Stated exercise
Locate the line with "of the smoke" in the material. Copy that line and each one after it, through the last, exactly and with nothing else.

◆ ◆ ◆ ◆ ◆

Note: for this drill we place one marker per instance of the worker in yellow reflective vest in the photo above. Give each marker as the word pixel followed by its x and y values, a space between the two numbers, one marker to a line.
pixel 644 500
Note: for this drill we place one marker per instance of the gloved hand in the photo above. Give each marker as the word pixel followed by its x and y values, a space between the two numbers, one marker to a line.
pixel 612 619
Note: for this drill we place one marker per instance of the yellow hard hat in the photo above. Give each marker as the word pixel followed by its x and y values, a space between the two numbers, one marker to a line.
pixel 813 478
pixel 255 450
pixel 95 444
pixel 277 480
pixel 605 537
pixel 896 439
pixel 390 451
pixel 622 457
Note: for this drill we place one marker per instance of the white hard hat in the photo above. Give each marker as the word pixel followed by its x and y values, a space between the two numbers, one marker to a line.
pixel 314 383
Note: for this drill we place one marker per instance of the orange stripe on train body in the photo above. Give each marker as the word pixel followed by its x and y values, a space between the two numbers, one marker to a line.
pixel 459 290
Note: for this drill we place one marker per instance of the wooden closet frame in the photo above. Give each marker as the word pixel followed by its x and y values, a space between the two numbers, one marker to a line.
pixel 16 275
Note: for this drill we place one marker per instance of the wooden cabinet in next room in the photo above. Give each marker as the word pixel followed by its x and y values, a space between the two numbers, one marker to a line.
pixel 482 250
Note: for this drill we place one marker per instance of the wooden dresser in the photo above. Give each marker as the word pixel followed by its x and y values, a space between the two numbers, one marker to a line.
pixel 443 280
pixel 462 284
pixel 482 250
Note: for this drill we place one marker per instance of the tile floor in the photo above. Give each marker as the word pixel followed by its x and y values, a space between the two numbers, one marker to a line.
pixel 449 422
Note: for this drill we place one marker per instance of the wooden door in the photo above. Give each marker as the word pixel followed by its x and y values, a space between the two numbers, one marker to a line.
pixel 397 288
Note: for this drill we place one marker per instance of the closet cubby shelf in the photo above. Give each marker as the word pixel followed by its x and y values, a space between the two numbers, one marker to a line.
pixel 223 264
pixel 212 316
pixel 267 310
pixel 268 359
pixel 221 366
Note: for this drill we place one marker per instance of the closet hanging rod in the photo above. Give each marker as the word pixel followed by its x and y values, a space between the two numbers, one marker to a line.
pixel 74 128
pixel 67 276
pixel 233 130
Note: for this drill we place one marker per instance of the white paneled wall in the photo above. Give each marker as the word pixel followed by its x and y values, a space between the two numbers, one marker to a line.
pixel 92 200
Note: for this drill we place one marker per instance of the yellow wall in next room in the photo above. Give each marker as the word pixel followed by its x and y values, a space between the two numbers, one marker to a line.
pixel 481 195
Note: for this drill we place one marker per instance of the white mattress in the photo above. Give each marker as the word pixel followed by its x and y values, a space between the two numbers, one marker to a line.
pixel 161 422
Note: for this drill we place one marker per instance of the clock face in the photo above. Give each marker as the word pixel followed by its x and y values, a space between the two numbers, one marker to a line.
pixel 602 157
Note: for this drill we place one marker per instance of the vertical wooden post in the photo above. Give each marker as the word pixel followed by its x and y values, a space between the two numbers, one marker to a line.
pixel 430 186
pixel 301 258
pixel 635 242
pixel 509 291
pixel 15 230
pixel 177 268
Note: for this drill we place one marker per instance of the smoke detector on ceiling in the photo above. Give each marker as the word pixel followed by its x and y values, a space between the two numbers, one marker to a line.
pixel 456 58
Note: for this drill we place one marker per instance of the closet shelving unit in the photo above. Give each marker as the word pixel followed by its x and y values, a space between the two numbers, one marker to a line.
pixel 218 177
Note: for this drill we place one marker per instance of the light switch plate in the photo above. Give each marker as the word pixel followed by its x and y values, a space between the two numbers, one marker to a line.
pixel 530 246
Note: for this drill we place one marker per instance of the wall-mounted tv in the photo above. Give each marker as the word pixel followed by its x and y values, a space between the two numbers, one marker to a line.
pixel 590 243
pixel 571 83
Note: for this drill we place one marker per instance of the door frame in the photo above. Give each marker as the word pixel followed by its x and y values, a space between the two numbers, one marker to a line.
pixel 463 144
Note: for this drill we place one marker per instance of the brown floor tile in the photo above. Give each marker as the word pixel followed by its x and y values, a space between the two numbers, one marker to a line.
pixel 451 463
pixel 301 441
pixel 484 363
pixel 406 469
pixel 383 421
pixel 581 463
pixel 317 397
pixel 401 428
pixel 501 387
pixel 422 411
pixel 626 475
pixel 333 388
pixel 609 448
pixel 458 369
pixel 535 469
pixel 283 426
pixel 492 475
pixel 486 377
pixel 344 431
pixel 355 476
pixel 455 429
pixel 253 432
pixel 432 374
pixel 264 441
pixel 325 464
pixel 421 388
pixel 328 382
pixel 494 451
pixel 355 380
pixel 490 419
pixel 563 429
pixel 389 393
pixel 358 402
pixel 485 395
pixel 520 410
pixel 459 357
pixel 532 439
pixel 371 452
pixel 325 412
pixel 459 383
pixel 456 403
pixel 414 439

◆ ◆ ◆ ◆ ◆

Answer to the task
Note: for this drill we place one marker per instance of the smoke detector on ceiling in the photo above. Give each marker as the word pixel followed by its x and y values, a space between the two numbers, one marker to a line.
pixel 456 58
Note: for this drill we place one marker per instance of the closet shelving unit in the photo above. Give each marker as the word pixel followed by its x and y values, a space between the two numbers, one marker to a line.
pixel 218 177
Note: for this drill we place one marker per instance of the light switch plate in the photo above. Give each marker as the word pixel followed by its x and y values, a space between the two numbers, one marker to a line.
pixel 530 246
Note: for this drill we place one marker per instance of the wall-mounted tv in the photo above. Give each marker as the word pixel followed by its x and y values, a space between the two numbers, one marker to a line.
pixel 590 243
pixel 571 83
Note: for this drill we place one marker per instance of the door frame in the photo above. Give each marker as the word pixel followed by its x and y values, a space between the two numbers, one marker to a line.
pixel 463 144
Note: for this drill we place one marker per instance of the brown floor tile in the photo above. Give each marker as the word pixel followed by its x and y values, a space between the two numbers, one marker to a line.
pixel 451 463
pixel 301 441
pixel 484 363
pixel 406 469
pixel 383 421
pixel 581 463
pixel 317 397
pixel 401 428
pixel 501 387
pixel 422 411
pixel 626 475
pixel 333 388
pixel 609 448
pixel 458 369
pixel 535 469
pixel 283 426
pixel 492 475
pixel 486 377
pixel 344 431
pixel 355 476
pixel 455 429
pixel 253 432
pixel 432 374
pixel 264 441
pixel 325 464
pixel 421 388
pixel 328 382
pixel 494 451
pixel 355 380
pixel 490 419
pixel 563 429
pixel 389 393
pixel 358 402
pixel 485 395
pixel 520 410
pixel 459 357
pixel 532 439
pixel 371 452
pixel 325 412
pixel 459 383
pixel 456 403
pixel 414 439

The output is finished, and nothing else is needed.